→ Instructions to follow: All of the data should be restated word for word, with the pictures omitted.

→ Records for this task:
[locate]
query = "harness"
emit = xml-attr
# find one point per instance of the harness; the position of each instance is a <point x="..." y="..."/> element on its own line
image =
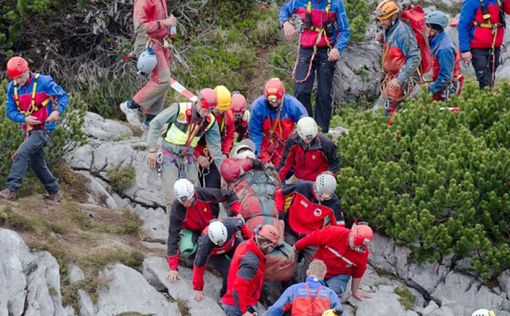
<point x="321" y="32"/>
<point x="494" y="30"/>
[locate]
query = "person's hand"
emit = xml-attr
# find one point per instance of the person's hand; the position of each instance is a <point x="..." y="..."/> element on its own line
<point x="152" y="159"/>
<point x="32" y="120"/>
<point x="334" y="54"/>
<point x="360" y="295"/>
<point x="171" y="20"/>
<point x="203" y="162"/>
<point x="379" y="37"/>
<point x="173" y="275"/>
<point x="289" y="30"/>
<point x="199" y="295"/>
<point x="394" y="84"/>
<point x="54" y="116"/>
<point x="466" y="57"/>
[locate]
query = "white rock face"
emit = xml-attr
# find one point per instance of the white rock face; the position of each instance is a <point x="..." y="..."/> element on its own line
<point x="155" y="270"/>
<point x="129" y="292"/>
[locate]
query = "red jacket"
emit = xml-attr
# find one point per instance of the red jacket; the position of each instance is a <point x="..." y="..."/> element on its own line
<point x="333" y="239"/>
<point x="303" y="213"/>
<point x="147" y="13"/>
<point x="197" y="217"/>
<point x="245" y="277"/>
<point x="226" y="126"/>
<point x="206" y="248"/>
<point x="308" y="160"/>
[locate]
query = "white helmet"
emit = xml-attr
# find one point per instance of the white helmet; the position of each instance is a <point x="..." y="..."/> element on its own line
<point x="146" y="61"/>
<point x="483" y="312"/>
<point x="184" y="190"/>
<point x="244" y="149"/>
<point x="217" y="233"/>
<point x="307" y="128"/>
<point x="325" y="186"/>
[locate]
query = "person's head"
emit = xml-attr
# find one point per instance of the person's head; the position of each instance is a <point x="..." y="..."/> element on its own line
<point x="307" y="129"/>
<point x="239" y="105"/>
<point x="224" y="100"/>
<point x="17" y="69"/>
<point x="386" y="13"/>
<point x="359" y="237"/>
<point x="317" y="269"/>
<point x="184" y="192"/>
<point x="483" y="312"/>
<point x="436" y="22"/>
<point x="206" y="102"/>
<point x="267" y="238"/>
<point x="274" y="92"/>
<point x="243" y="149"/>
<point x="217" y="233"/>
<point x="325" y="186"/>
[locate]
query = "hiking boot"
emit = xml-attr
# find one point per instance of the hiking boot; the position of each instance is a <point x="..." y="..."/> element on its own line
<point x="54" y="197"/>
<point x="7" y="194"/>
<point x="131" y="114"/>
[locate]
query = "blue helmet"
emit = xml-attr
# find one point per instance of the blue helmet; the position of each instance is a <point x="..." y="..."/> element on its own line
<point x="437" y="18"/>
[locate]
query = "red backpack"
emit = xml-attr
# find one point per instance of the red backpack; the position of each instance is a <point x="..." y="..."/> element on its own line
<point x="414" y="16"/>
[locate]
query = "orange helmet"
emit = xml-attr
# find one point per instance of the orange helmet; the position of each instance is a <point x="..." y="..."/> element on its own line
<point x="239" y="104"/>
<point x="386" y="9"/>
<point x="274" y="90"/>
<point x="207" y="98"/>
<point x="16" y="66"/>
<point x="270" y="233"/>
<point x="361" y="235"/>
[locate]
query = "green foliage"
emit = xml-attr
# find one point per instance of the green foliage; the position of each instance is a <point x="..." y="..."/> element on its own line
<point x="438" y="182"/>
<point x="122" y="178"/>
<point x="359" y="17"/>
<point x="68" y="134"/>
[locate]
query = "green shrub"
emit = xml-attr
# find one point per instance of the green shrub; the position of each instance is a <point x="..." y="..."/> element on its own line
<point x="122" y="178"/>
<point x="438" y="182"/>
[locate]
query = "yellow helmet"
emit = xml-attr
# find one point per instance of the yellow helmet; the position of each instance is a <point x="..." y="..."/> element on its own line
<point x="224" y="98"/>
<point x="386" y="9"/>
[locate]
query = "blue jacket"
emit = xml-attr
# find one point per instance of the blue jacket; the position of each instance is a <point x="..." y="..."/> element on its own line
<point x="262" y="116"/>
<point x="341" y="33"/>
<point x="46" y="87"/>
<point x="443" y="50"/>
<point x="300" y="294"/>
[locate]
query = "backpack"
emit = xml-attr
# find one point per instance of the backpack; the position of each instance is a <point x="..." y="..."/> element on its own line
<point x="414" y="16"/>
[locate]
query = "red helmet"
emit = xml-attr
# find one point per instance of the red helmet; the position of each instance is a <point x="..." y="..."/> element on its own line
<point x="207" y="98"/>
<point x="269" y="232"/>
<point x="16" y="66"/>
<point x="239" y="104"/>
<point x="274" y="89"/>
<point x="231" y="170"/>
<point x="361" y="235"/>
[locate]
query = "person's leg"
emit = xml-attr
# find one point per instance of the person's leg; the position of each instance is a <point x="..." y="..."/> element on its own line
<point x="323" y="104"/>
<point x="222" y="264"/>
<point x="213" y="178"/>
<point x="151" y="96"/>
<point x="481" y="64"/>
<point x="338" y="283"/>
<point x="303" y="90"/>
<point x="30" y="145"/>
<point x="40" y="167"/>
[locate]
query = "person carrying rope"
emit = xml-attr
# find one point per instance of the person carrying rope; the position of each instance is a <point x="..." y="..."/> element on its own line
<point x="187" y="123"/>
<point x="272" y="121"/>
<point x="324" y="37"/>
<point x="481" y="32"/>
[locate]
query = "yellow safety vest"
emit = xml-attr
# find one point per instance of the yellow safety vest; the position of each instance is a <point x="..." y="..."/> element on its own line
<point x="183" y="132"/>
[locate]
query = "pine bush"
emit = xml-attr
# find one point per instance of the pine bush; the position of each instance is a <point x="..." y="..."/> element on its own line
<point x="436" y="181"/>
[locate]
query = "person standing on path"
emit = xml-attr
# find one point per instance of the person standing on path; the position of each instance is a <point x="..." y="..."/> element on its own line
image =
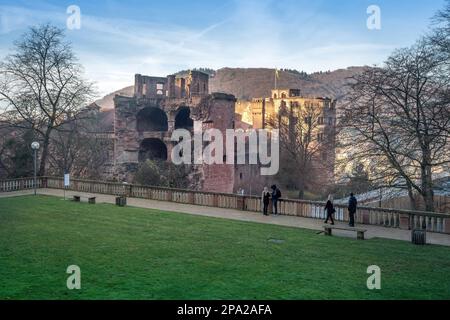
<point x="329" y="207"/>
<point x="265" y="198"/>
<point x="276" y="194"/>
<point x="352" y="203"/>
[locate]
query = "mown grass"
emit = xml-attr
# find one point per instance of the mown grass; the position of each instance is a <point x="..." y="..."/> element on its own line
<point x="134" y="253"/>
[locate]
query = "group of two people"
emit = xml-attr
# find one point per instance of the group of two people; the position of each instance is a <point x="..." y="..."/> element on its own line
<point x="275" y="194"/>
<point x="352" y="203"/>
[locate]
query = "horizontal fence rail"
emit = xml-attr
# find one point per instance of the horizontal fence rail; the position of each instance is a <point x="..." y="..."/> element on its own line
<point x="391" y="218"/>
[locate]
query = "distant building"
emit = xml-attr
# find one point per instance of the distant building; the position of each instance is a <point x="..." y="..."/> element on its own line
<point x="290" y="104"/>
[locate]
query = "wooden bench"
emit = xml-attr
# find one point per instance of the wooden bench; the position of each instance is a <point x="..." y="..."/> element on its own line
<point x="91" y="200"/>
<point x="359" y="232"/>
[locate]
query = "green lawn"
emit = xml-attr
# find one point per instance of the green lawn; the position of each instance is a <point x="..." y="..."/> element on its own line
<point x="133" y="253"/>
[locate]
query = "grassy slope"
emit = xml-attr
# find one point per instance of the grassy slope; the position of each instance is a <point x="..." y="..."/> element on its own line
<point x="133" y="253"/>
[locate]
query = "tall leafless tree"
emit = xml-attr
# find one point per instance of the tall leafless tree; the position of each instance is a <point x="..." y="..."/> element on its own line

→ Task output:
[locate]
query = "harness"
emit = xml-attr
# find one point per instance of the harness; the position of each instance is a <point x="..." y="..."/> element on its own line
image =
<point x="321" y="32"/>
<point x="494" y="30"/>
[locate]
query = "person's hand"
emit = xml-attr
# find one point per instance of the person's hand; the position of each instance is a <point x="..." y="..."/> element on its own line
<point x="152" y="159"/>
<point x="32" y="120"/>
<point x="334" y="54"/>
<point x="360" y="295"/>
<point x="171" y="20"/>
<point x="203" y="162"/>
<point x="379" y="37"/>
<point x="173" y="275"/>
<point x="289" y="30"/>
<point x="199" y="295"/>
<point x="394" y="84"/>
<point x="54" y="116"/>
<point x="466" y="57"/>
[locate]
query = "white rock face"
emit = xml-attr
# find one point per instance of the white rock face; the position of each instance is a <point x="..." y="..."/> element on its own line
<point x="155" y="270"/>
<point x="129" y="292"/>
[locate]
query = "red jacket"
emit = xml-attr
# find one point per instance of the red jacket; the position of each instance is a <point x="..." y="..."/> element on its own line
<point x="333" y="239"/>
<point x="303" y="213"/>
<point x="147" y="13"/>
<point x="197" y="217"/>
<point x="245" y="277"/>
<point x="226" y="126"/>
<point x="206" y="248"/>
<point x="308" y="160"/>
[locate]
query = "white helmet"
emit = xml-attr
# find one point per instance of the white helmet; the position of each instance is a <point x="..." y="..."/> element on its own line
<point x="146" y="61"/>
<point x="483" y="312"/>
<point x="184" y="190"/>
<point x="244" y="149"/>
<point x="217" y="233"/>
<point x="307" y="128"/>
<point x="325" y="186"/>
[locate]
query = "person's head"
emit = xml-attr
# find one point per instance of the person's head; the position of each instance is a <point x="..." y="..."/> element on its own line
<point x="307" y="129"/>
<point x="239" y="105"/>
<point x="224" y="100"/>
<point x="17" y="69"/>
<point x="386" y="13"/>
<point x="359" y="237"/>
<point x="317" y="269"/>
<point x="184" y="192"/>
<point x="483" y="312"/>
<point x="436" y="22"/>
<point x="206" y="102"/>
<point x="267" y="238"/>
<point x="274" y="92"/>
<point x="243" y="149"/>
<point x="217" y="233"/>
<point x="325" y="186"/>
[locate]
query = "hiking boot"
emit = xml-attr
# find one point per instance of the hiking boot; the position of each instance is a <point x="..." y="..."/> element on its own line
<point x="54" y="197"/>
<point x="7" y="194"/>
<point x="131" y="114"/>
[locate]
query = "blue helmet"
emit = xml-attr
# find one point per instance of the blue helmet; the position of each instance is a <point x="..." y="..."/> element on its own line
<point x="437" y="18"/>
[locate]
query = "red backpack"
emit = xml-attr
# find one point per instance of the red backpack; the position of each instance is a <point x="..." y="..."/> element on its own line
<point x="414" y="16"/>
[locate]
query = "orange helmet"
emit = xml-attr
# find one point per instance of the orange helmet; the position of each instance is a <point x="..." y="..."/> element on its own line
<point x="239" y="104"/>
<point x="386" y="9"/>
<point x="274" y="90"/>
<point x="207" y="98"/>
<point x="16" y="66"/>
<point x="270" y="233"/>
<point x="361" y="235"/>
[locate]
query = "green foliage"
emit = xml-attr
# find one point per instance of the green foliage; the position of each instance is a <point x="..." y="..."/> element on its own line
<point x="438" y="182"/>
<point x="122" y="178"/>
<point x="359" y="17"/>
<point x="68" y="134"/>
[locate]
query = "green shrub"
emit = xml-attr
# find one point per instance of the green shrub; the position of each instance is a <point x="..." y="..."/> element on its own line
<point x="122" y="178"/>
<point x="438" y="182"/>
[locate]
query = "yellow helmet"
emit = xml-attr
# find one point per instance of the yellow helmet; the position of each instance is a <point x="..." y="..."/> element on its own line
<point x="224" y="98"/>
<point x="386" y="9"/>
[locate]
query = "blue jacket"
emit = xml-attr
# find one point per instance of the blue jacket; the position of each instance is a <point x="..." y="..."/> element on its own line
<point x="262" y="116"/>
<point x="341" y="33"/>
<point x="46" y="87"/>
<point x="443" y="50"/>
<point x="300" y="294"/>
[locate]
query = "backpack"
emit = xml-attr
# find one point per instance of the backpack; the position of each instance is a <point x="..." y="..."/> element on its own line
<point x="414" y="16"/>
[locate]
query = "red helmet"
emit = xml-attr
# find one point per instance of the red helmet; the position of each instance is a <point x="..." y="..."/> element on its own line
<point x="207" y="98"/>
<point x="269" y="232"/>
<point x="16" y="66"/>
<point x="239" y="104"/>
<point x="274" y="89"/>
<point x="231" y="170"/>
<point x="361" y="235"/>
[locate]
query = "person's leg"
emit = xml-attr
# find one point per instance of the person's leg; the position of each instance is a <point x="..." y="..."/> element on its own line
<point x="323" y="104"/>
<point x="222" y="264"/>
<point x="213" y="178"/>
<point x="151" y="96"/>
<point x="481" y="64"/>
<point x="338" y="283"/>
<point x="303" y="90"/>
<point x="30" y="145"/>
<point x="40" y="167"/>
[locate]
query = "person carrying rope"
emit = xml-attr
# find one point per instance of the person carrying rope; the position of each instance is a <point x="..." y="..."/> element on its own line
<point x="187" y="123"/>
<point x="272" y="121"/>
<point x="324" y="37"/>
<point x="481" y="32"/>
[locate]
query = "yellow safety vest"
emit = xml-attr
# find one point per instance of the yellow safety vest; the position of each instance is a <point x="..." y="..."/> element on its own line
<point x="183" y="132"/>
[locate]
query = "pine bush"
emit = xml-attr
# find one point per instance of the pine bush; the position of each instance is a <point x="..." y="..."/> element on its own line
<point x="436" y="181"/>
[locate]
query = "person standing on path"
emit = xml-attr
# find one point per instance of the person standing on path; the position of each instance is a <point x="..." y="..."/> element on its own line
image =
<point x="329" y="207"/>
<point x="265" y="198"/>
<point x="276" y="194"/>
<point x="352" y="203"/>
[locate]
query = "mown grass"
emit = xml-attr
# find one point per instance of the mown grass; the position of each instance is a <point x="..." y="..."/> element on its own line
<point x="134" y="253"/>
[locate]
query = "group of two people"
emit = xml-attr
# find one point per instance of the group of two people; the position of each instance is a <point x="..." y="..."/> element on its own line
<point x="275" y="194"/>
<point x="352" y="203"/>
[locate]
query = "horizontal fence rail"
emit = xml-attr
# find one point per instance of the horizontal fence rail; the position of each instance is a <point x="..." y="..."/> element on its own line
<point x="391" y="218"/>
[locate]
query = "distant building"
emit = xml-attr
# find one point per instance of the distant building; the position of each instance is a <point x="..." y="..."/> element on its own line
<point x="290" y="104"/>
[locate]
query = "wooden bench"
emit = xml-attr
# find one point per instance of the wooden bench; the position of each instance is a <point x="..." y="..."/> element on its own line
<point x="91" y="200"/>
<point x="359" y="232"/>
[locate]
query = "green lawn"
emit = xml-attr
# find one point per instance of the green lawn; the position of each instance is a <point x="..." y="..."/> element on its own line
<point x="133" y="253"/>
[locate]
query = "grassy slope"
emit = xml-attr
# find one point per instance of the grassy slope; the position of each instance is a <point x="..." y="..."/> element on its own line
<point x="133" y="253"/>
[locate]
query = "tall leafless tree"
emit = xml-attr
# find one point per instance of the tall leafless tree; the position of each instance is a <point x="..." y="..."/> element on its own line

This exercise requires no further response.